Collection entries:
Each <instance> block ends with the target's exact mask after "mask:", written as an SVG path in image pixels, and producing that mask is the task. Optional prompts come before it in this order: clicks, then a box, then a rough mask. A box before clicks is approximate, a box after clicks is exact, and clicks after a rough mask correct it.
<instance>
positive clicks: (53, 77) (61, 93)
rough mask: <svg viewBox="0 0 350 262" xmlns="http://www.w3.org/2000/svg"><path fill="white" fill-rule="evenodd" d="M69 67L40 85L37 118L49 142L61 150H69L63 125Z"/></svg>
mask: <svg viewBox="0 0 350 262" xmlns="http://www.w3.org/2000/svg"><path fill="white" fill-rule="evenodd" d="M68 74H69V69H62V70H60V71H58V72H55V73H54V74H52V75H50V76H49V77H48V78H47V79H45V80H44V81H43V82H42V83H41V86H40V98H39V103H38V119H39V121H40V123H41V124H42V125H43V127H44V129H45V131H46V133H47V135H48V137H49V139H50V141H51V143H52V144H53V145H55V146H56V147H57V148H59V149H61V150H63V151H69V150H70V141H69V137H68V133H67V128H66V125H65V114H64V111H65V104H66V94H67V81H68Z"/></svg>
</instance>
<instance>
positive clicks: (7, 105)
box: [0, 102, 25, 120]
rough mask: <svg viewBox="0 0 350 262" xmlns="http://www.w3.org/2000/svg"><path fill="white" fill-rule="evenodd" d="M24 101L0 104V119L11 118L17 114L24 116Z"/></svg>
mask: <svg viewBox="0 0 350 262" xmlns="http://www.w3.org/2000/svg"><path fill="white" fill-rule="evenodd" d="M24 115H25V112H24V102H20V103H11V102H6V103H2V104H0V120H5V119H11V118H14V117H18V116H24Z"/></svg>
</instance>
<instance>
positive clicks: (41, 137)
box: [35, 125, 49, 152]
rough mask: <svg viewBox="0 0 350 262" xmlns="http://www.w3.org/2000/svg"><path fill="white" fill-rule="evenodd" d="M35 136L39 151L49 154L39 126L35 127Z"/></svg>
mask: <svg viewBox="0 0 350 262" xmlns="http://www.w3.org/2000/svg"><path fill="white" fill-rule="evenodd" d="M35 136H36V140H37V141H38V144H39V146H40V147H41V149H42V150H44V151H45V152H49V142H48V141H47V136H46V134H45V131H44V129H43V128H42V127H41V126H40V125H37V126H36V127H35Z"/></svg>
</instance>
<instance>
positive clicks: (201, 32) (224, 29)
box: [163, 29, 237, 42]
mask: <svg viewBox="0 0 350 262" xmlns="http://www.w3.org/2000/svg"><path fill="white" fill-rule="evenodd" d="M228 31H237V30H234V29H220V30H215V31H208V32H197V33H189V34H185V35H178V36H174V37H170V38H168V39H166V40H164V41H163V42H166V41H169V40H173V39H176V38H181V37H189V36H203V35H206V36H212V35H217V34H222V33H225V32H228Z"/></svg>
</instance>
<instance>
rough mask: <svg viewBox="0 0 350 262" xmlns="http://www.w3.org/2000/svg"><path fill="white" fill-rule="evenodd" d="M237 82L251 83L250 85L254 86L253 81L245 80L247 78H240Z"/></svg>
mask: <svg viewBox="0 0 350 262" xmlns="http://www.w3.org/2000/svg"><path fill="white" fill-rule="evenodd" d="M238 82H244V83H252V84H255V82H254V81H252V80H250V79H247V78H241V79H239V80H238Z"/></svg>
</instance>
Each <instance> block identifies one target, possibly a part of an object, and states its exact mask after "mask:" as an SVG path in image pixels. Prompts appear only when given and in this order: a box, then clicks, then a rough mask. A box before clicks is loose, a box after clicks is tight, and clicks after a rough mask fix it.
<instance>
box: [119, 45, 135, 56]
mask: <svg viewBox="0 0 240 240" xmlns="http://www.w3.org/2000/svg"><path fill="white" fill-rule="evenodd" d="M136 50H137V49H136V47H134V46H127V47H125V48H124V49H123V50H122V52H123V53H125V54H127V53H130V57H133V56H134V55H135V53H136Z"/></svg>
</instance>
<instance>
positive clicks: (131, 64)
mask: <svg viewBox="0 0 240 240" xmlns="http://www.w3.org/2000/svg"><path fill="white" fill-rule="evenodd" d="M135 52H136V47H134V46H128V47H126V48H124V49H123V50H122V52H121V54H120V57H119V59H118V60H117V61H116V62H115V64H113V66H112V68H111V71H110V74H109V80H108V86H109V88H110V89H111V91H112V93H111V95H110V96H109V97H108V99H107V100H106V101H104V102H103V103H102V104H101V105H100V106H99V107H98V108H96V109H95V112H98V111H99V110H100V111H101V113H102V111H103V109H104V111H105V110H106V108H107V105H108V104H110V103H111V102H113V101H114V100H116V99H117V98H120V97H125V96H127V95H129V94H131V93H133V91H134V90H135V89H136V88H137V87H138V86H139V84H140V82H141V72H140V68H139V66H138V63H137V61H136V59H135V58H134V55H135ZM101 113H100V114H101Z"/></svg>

_Assignment_:
Nothing should be returned except the lines from the first line of the data above through the line with "box: [0, 102, 25, 120]", each one exact.

_Result below_:
Each <instance> block ends with the target's exact mask after "mask:", written as an SVG path in image pixels, and producing that mask is the task. Optional prompts come before it in this order: clicks, then a box, then a rough mask. A box before clicks is approximate, a box after clicks is exact, and clicks after a rough mask correct it.
<instance>
positive clicks: (53, 77) (61, 93)
rough mask: <svg viewBox="0 0 350 262" xmlns="http://www.w3.org/2000/svg"><path fill="white" fill-rule="evenodd" d="M69 67L40 85L37 118L49 142L61 150H69L63 125Z"/></svg>
mask: <svg viewBox="0 0 350 262" xmlns="http://www.w3.org/2000/svg"><path fill="white" fill-rule="evenodd" d="M68 74H69V69H62V70H60V71H58V72H55V73H54V74H52V75H50V76H49V77H48V78H47V79H45V80H44V81H43V82H42V83H41V86H40V98H39V103H38V119H39V121H40V123H41V124H42V125H43V127H44V129H45V131H46V133H47V135H48V137H49V139H50V141H51V143H52V144H53V145H55V146H56V147H57V148H59V149H61V150H63V151H69V150H70V141H69V137H68V133H67V128H66V125H65V114H64V111H65V104H66V94H67V81H68Z"/></svg>
</instance>
<instance>
positive clicks: (7, 105)
box: [0, 102, 25, 120]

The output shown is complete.